TEXT SEGMENT:
▬▬▬

How to go
What: Ryan’s Tavern “Ghost Tour” led by Tri-State Ohio Paranormal Society (TriOPs)
Where: Ryan’s Tavern at 241 High St., Hamilton
When: 7 to 10 p.m. Sundays, Sept. 18-Oct. 30
Cost $25 per ticket, pre-sale only
More info: Stop by Ryan’s Tavern to purchase tickets or credit card sales by phone, (513) 737-2200
HAMILTON — Ryan’s Tavern has again joined forces with Butler County’s Tri-State Ohio Paranormal Society for tours including food and phenomenon.
Back for a second year, the Ghost Tour is a three-hour event that includes guided, hands-on investigation of the Ryan’s Tavern building. Tours are offered every Sunday through Halloween.
Tour participants will see and hear audio and video evidence of paranormal activity collected at Ryan’s Tavern, along with a presentation of equipment used in paranormal investigation. They will learn what makes Ryan’s Tavern so interesting to these experienced paranormal investigators.

▬▬▬

[Region pointing rows]
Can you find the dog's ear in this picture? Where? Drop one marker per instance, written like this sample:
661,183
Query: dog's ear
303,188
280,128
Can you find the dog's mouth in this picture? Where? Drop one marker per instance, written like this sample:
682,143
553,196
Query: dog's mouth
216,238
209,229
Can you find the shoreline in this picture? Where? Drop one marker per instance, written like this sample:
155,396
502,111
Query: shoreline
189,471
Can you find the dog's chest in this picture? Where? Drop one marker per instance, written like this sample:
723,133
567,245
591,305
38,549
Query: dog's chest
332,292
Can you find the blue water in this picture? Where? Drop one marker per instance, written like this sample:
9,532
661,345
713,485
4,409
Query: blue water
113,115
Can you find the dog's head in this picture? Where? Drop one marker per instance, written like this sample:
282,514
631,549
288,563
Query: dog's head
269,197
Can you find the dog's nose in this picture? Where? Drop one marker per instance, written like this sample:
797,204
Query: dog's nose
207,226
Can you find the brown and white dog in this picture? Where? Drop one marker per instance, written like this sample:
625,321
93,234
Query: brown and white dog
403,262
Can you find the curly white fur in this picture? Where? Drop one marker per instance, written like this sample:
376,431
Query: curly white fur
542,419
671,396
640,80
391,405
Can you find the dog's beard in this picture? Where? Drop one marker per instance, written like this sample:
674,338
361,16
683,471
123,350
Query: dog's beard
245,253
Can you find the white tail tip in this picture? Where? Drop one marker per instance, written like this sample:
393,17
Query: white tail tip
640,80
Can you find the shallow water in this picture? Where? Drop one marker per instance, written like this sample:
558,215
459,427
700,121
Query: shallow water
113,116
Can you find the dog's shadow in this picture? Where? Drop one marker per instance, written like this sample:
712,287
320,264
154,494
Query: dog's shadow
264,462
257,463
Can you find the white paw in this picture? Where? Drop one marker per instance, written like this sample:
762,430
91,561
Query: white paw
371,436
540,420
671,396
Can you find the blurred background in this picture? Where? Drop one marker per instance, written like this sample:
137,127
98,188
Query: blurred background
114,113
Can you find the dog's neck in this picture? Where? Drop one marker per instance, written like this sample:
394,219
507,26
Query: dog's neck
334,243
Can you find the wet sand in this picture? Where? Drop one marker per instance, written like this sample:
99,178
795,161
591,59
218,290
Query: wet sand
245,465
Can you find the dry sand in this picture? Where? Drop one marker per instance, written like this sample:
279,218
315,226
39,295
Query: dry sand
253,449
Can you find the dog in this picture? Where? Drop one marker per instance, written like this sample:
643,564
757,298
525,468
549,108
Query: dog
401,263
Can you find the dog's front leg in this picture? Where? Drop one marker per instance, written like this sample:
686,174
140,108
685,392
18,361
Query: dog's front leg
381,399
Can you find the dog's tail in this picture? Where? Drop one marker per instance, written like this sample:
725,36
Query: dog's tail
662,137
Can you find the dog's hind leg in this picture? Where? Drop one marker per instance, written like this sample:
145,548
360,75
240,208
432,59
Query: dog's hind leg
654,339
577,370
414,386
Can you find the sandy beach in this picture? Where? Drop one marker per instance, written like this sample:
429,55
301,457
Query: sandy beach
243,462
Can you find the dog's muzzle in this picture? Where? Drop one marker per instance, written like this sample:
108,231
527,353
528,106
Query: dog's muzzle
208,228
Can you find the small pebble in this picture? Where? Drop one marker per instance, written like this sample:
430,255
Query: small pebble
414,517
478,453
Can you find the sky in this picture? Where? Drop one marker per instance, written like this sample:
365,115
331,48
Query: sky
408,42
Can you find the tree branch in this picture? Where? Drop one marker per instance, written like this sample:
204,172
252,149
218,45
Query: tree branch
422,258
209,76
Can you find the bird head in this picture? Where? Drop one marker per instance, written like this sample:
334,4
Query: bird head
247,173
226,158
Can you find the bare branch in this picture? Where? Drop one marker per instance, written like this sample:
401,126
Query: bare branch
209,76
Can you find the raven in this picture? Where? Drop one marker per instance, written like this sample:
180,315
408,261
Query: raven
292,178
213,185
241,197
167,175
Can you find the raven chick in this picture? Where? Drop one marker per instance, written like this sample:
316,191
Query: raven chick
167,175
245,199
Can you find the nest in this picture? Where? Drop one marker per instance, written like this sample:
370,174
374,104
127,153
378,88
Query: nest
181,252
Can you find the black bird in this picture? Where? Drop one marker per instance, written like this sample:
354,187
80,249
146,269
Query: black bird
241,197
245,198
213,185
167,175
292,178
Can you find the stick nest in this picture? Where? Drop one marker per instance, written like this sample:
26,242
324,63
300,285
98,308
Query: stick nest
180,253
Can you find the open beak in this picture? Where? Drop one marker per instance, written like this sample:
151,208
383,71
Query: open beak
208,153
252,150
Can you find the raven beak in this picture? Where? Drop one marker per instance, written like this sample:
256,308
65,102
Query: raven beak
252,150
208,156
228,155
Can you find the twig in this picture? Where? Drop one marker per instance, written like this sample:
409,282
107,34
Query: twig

▬▬▬

SET OF TASKS:
1. In the ghost tour article above, rewrite the paragraph beginning "Tour participants will see and hear" as a short bulleted list that keeps its main facts.
2. According to the ghost tour article, how much does a ticket cost?
3. Extend the ghost tour article, picking up after its final sentence.

RESULTS IN ORDER:
1.
Tour participants will:
- See and hear audio and video evidence of paranormal activity collected at Ryan's Tavern
- Watch a presentation of the equipment used in paranormal investigation
- Learn what makes Ryan's Tavern so interesting to experienced paranormal investigators

2. $25 per ticket, pre-sale only.

3.
After the tour, guests will discuss their findings with the TriOPs staff while enjoying a buffet meal.
Since its creation in April 2008, TriOPs has provided professional paranormal investigative services to the Tri-state area. Comparing Ryan’s Tavern to Waverly Hills Sanatorium in Louisville, an early 1900s hospital built to house tuberculosis patients and well-known hot-spot of paranormal activity, Charles “C.G.” Spicer, TriOPs founder and CEO, calls evidence collected at Ryan’s Tavern “more convincing.”
“We spent eight hours at Waverly Hills and only four hours at Ryan’s,” Spicer said, “and the evidence from Ryan’s is overwhelming.”
As an example, Spicer said every night between 10:30 and 10:45 p.m., Ryan’s patrons hear “a loud thunk” near the elevator.
What makes this unexplained noise so intriguing, Spicer said, is that when Ohio time changes with the seasons, the timing of the “thunk” stays the same. “In the spring, you hear it between 11:30 and 11:45 p.m.,” Spicer said.
Much of the Tavern’s décor is original to the building, such as the brick walls in the dining areas and the arched plaster ceiling in the Shamrock Room. “We have a lot of authentic Irish antiques,” owner Vickie Ryan said, “and local antiques, too.”
Antiques that may, she has been told, have some connection to the paranormal activities.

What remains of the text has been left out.